• Activity 1:
In the article on coping with COVID anxiety, what must come first before clinic staff can offer face to face services with a confident and reassuring manner?
• Activity 2:
Carry on the article about a psychologist's tips for dealing with COVID anxiety from the point where it stops.

• Document excerpt:

Dealing With COVID Anxiety – Tips From A Psychologist

The pandemic has triggered mental health issues in a lot of us. Psychologist Alisha Polsen talks us through ways to cope, both for staff and for clients.

Providing a calm, serene clinic atmosphere is essential to deliver positive health, beauty and wellbeing outcomes and a comfortable experience for clients. Now, more than ever, a safe haven to relax, be pampered and take time for selfcare is sought as a way for clients to regulate stress associated with our constantly changing circumstances.

In order to provide this clinic experience authentically, the wellbeing of the clinic team is paramount. To offer provision of face to face services with a confident and reassuring manner, personal selfcare and adequate emotional reserve and regulation must come first.

So what can staff focus on to reduce their own anxiety and promote wellbeing in their lifestyle during this time of COVID-19 and the associated impacts? 

  1. Quality sleep – Prioritising this fundamental protects the sensory, adrenal and immune system for mental and physical health and well-being and improved emotional reserve.
  2. Optimum nutrition – Ensuring adequate absorption of nutrients through establishing and maintaining balanced nutrition and gut health is key.
  3. Enjoyable movement – Engaging muscles regulates the adrenal impacts of fear and stress and this practice alongside relaxation breathing and meditation are vital to reduce anxiety and regulate neural activity to prevent emotional reactivity.

• Available data:
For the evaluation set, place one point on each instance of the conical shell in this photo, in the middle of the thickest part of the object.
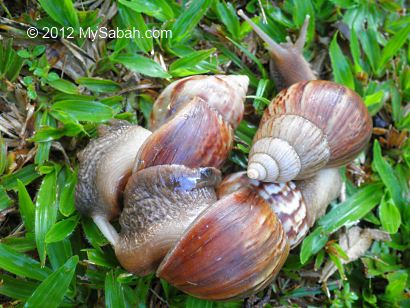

• Written reply 1:
Personal selfcare and adequate emotional reserve and regulation must come first.

• Written reply 2:
  4. Rewarding connections – One of the brain’s basic needs. The establishment and maintenance of reciprocally rewarding relationships significantly improves resilience.
  5. Time for passion – With a great deal of attention focussed on what we have been restricted from at this time, it is of upmost importance to build resilience to approach challenges with neurological balance. To reduce neural looping around the thoughts that perpetuate anxiety and stress, building and strengthening alternate networks by attending to passions and pursuits of goals both within and outside of the clinic environment give a positive and proactive approach to mental heath and long term wellbeing and satisfaction in work and life as a whole.
Psychologist Alisha Polsen

Feeling safe within the clinic is also paramount for staff and clients. Create a culture where clear health and safety procedures are followed. A commitment from all who enter the clinic to looking after the team and clients reduces distress. Hand hygiene, distancing, surface hygiene and clear expectations about staying away from the clinics when unwell allows the team and clients to feel that they are in a healthy and safe place in your clinic.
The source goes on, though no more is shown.